= やること =
下のショートインプラントについての文章を、「特にインプラントを埋入しようとしても、インプラントの長さより」という言葉から「大きくなると人工骨を使用することになります。」という言葉まで、一字も変えずに書き写してください。

= 分析用の文章 =
特にインプラントを埋入しようとしても、インプラントの長さより
骨の厚みが足りない場合には、その不足分を人工骨で補填することに
なります。ただその差が1ミリ~3ミリ程度であれば、人工骨を補填
することはしません。理由としては生理的に自然と骨がインプラント
周囲に再生する能力があるからです。しかしその差がさらに
大きくなると人工骨を使用することになります。
ただ補填する人工骨量が多くなるほど、上顎洞粘膜が破損するリスク
が高くなります。上顎洞粘膜は通常では卵の膜のように薄いのですが
歯周病に罹患した歯または不十分な根管治療の歯の影響で、脆弱に
なりやすく破損することが多くなります。破損すると補填した人工骨
は、上顎洞内に散らばるため上顎洞炎を併発するリスクが
高くなります。上顎洞炎を起こすと、補填した人工骨や埋入した
インプラントはいったん除去することになり、数か月待ってから
手術は最初からやり直しです。今まで様々な方法が開発されて
きましたが、これ!というものはありませんでした。そこに
新しくショートインプラントの治療方法が現れました。人工骨は
一切使用しません。またショートインプラントのため、従来型の
インプラントと比較して上顎洞内にインプラントが入る量は
すくないため、上顎洞炎を起こすリスクを大きく下げることが
できます。ショートインプラントと聞くと、「短い?」と気にされる
方がいると思いますが、幅が最大8ミリありますのでその心配は
ありません。さらに従来のインプラントに比べてインプラントの周囲
の骨の吸収を抑えることが期待できます。

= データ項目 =
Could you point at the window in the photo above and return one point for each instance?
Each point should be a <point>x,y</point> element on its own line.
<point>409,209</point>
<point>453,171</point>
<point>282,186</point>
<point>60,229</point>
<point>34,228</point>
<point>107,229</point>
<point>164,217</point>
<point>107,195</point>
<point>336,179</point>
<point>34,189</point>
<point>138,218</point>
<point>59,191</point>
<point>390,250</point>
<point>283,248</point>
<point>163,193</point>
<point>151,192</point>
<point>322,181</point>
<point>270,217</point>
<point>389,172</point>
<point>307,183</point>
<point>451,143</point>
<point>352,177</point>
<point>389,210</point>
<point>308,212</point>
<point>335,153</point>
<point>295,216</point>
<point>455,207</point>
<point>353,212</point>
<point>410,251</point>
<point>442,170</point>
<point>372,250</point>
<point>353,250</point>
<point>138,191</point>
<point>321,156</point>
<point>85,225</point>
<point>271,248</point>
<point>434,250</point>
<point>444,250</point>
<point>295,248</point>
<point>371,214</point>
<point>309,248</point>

= 答えはこちら =
特にインプラントを埋入しようとしても、インプラントの長さより
骨の厚みが足りない場合には、その不足分を人工骨で補填することに
なります。ただその差が1ミリ~3ミリ程度であれば、人工骨を補填
することはしません。理由としては生理的に自然と骨がインプラント
周囲に再生する能力があるからです。しかしその差がさらに
大きくなると人工骨を使用することになります。